Decide whether each statement below agrees with the passage on blockchain consensus and voting, answering yes or no and quoting the deciding words from that passage. (a) Miners compile blocks. (b) Common consensus protocols purposively implement democratic principles. (c) Arrow's impossibility theorem can be applied to blockchain consensus.

▸ **SELECTED TEXT**
# # # #

The concept of blocks is central to drawing parallels between blockchain consensus and voting. Blocks are compiled by miners, who gather transactions over time. Blocks, furthermore, group ‘a set of transactions [and are] used as the unit of consensus’ [Citation32, p. 759] in blockchain systems. Since the system state of a blockchain is built up by monotonically chaining such blocks: every instance of a block proposal that is subject to a vote contributes to the overall system state, and thus to the decision on the version of events that is to be considered canonical. Therefore, even if common consensus protocols do not purposively implement democratic principles, the mechanisms they apply to derive system state may show strong similarities with voting processes.

1.1.5. Consensus and social choice theory

Based on the realisation presented in the previous section, it can be shown that findings concerning collective decision-making relate to blockchain consensus mechanisms: in particular, questions of social choice theory and blockchain consensus have an overlap. For example, Arrow's impossibility theorem [Citation52] and the Gibbard–Satterthwaite theorem [Citation53, Citation54] can be applied to blockchain consensus to analyse how non-objective miners behave when they seek to advance a non-canonical version of the system's history.

# # # #

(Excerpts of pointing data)
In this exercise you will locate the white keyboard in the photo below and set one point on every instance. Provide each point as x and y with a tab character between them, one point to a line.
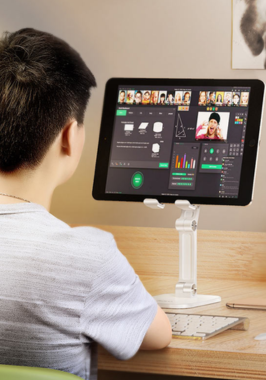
196	326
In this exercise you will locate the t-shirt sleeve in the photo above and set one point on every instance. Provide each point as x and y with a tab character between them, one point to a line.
118	310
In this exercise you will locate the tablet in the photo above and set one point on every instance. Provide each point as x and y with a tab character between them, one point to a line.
169	139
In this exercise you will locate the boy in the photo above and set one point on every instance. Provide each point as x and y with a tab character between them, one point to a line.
62	288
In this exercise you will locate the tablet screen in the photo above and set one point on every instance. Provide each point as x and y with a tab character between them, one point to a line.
185	141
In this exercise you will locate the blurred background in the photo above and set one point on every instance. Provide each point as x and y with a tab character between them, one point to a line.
151	38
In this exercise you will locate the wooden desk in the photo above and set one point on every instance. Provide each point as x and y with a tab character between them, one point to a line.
230	264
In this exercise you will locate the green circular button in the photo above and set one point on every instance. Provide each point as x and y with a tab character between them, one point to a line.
137	180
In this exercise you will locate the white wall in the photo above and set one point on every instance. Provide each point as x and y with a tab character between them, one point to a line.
151	38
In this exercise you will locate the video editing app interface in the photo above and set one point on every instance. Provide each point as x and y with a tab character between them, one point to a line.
178	141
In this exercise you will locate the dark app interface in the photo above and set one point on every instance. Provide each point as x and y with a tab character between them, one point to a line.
178	141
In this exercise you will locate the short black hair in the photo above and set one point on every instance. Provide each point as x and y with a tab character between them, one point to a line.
44	83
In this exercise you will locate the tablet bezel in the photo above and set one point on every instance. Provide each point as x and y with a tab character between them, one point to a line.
251	143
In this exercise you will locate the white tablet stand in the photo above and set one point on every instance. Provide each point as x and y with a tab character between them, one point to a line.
185	295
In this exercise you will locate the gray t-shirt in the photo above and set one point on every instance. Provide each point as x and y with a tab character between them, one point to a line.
62	290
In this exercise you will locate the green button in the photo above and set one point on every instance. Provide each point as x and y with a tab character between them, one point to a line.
121	112
205	166
137	180
163	165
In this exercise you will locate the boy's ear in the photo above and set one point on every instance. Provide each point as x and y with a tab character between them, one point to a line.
68	137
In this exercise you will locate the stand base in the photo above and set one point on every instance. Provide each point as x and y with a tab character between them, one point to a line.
171	301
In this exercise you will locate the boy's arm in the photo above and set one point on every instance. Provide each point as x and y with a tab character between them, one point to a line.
159	334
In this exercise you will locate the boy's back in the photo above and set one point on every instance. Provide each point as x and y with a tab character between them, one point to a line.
63	288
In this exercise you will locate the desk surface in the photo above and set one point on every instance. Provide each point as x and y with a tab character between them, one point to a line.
230	264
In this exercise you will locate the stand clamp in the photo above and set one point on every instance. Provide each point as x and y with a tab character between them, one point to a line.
186	289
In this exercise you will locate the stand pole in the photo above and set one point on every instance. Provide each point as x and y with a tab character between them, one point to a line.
185	295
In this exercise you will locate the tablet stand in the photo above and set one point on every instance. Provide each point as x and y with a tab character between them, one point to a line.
185	295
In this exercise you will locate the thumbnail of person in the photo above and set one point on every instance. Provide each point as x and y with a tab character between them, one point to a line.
219	98
211	98
138	97
146	97
244	98
162	98
178	97
236	99
202	98
122	97
228	99
154	97
170	98
212	126
130	97
186	98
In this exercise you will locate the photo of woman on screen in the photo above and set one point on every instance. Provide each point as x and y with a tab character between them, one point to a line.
210	129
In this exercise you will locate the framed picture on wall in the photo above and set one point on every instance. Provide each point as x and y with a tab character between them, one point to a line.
249	27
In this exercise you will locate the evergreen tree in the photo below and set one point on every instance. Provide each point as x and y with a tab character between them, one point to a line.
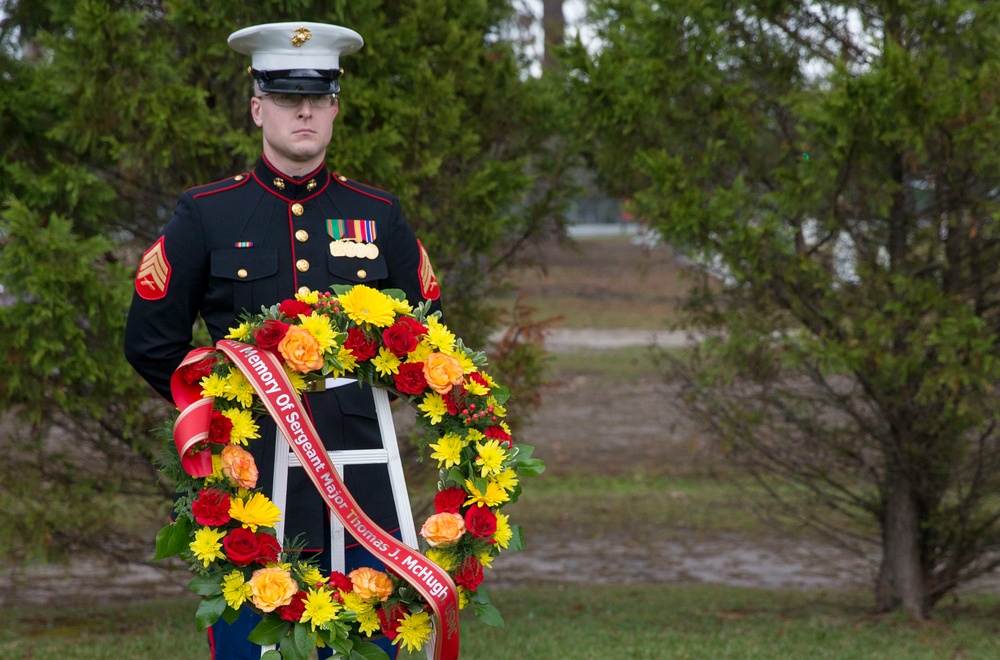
836	165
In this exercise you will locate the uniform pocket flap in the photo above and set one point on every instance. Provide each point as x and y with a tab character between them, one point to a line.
354	269
244	264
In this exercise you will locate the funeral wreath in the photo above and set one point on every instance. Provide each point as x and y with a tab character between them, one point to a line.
224	526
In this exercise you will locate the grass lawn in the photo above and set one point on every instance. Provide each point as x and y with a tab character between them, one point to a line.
559	621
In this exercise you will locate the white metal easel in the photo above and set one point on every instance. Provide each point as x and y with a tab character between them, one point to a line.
388	455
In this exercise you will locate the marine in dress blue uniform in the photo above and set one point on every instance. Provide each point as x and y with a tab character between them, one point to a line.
255	239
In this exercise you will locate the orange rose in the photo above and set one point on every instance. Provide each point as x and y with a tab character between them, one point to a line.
369	583
442	372
443	529
271	588
300	350
239	467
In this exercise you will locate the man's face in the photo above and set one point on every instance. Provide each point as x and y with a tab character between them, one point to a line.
293	136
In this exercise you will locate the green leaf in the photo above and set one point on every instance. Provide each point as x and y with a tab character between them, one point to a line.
172	539
368	651
206	585
517	539
269	631
209	611
230	615
300	644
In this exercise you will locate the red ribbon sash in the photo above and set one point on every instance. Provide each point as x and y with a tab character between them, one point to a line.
263	370
193	423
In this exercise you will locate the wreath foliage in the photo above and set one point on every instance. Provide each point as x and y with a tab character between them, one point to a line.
224	525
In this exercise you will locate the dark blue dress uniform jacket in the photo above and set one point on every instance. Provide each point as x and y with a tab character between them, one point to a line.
253	240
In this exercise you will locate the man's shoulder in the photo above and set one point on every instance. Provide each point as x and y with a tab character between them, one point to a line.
230	183
349	186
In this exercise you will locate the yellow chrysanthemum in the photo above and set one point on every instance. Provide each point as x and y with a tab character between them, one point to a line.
506	480
490	458
476	389
443	557
239	388
207	545
363	304
235	589
433	407
310	298
413	631
420	353
401	306
493	496
322	330
439	336
386	363
448	450
319	609
257	511
240	333
504	533
212	385
244	428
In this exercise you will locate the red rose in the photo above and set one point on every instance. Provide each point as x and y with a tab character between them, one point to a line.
449	500
416	327
293	611
292	308
268	548
240	546
360	344
269	335
340	581
497	433
481	522
389	617
220	429
410	378
211	507
399	338
469	574
192	373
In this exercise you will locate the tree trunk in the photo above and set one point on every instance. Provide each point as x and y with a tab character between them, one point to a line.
901	579
554	28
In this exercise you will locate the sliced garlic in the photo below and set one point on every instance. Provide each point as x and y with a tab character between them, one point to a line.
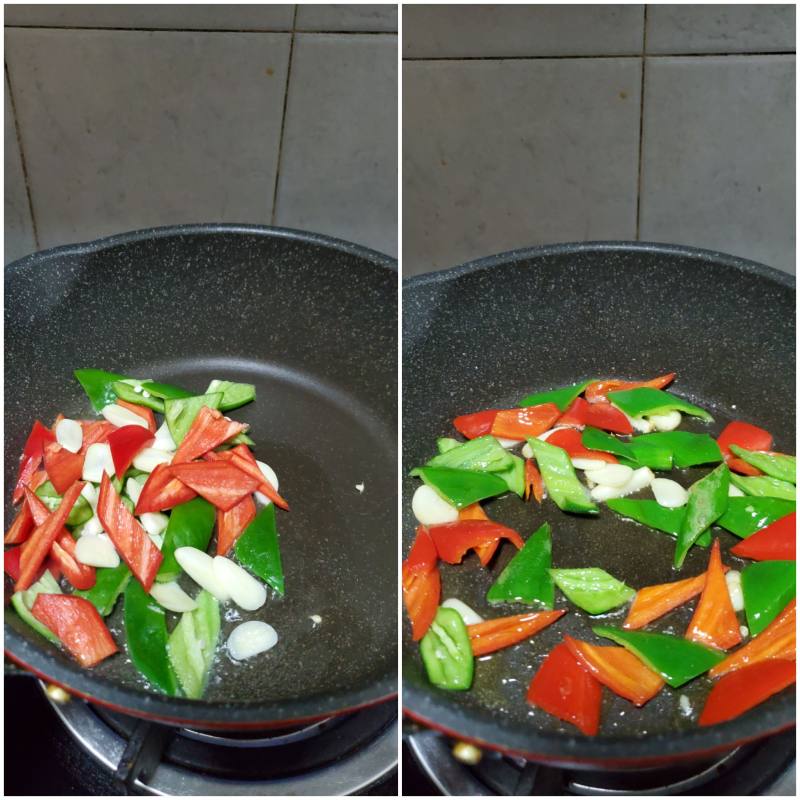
172	597
96	551
430	509
250	639
69	435
244	589
669	493
469	615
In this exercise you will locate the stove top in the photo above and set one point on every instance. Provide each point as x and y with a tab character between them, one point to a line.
99	752
762	768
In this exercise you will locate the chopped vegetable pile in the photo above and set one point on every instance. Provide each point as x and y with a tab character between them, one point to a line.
619	434
121	506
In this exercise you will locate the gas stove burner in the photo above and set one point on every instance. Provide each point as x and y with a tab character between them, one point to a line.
336	756
762	768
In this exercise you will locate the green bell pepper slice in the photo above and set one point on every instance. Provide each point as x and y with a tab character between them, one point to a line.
646	401
460	487
592	589
447	651
688	449
776	465
23	603
179	413
124	391
559	477
146	638
190	525
192	644
234	395
561	397
110	583
746	515
676	659
635	453
650	513
258	549
484	454
708	499
80	513
526	578
764	486
768	587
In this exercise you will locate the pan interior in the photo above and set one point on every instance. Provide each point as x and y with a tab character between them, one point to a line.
485	337
321	420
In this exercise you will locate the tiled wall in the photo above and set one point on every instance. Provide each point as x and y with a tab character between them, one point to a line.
525	125
123	117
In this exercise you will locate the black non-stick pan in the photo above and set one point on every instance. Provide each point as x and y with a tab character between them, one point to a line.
486	334
312	322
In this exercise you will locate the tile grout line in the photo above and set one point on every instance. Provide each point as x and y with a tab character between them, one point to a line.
283	121
23	163
641	125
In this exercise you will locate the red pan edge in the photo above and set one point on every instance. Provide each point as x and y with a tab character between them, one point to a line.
616	763
205	725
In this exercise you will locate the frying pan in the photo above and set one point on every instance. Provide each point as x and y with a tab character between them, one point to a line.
486	334
311	321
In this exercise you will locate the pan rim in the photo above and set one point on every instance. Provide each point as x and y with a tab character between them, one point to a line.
612	245
428	708
138	701
205	228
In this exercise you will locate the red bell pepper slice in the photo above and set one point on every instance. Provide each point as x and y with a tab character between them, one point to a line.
519	423
125	443
162	490
141	411
78	625
422	557
569	439
563	688
453	539
495	634
597	392
485	552
714	622
231	524
534	485
619	669
21	527
250	468
777	640
222	483
776	542
81	576
421	594
32	454
746	688
62	467
653	602
209	430
41	540
132	542
474	425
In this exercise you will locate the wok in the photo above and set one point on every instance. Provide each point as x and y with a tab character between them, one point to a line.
484	335
311	321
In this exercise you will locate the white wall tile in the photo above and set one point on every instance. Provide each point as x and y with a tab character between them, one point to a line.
335	17
720	28
127	129
339	162
18	227
719	157
182	17
505	154
448	31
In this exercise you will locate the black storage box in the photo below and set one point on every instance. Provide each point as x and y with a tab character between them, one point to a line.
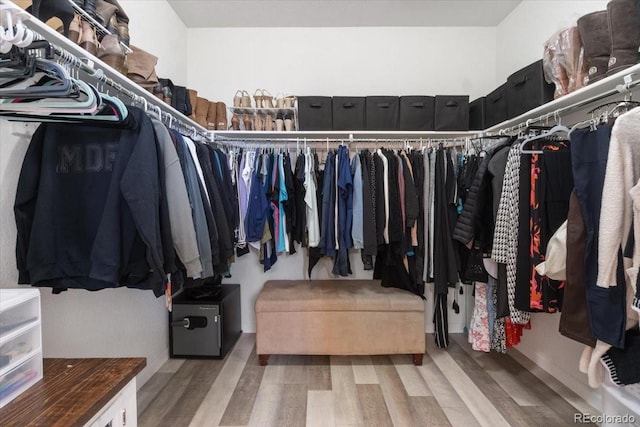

# # # #

▸ **SOLVED EXERCISE**
(a) Yes: "Blocks are compiled by miners, who gather transactions over time."
(b) No: "even if common consensus protocols do not purposively implement democratic principles"
(c) Yes: "Arrow's impossibility theorem [Citation52] and the Gibbard–Satterthwaite theorem [Citation53, Citation54] can be applied to blockchain consensus"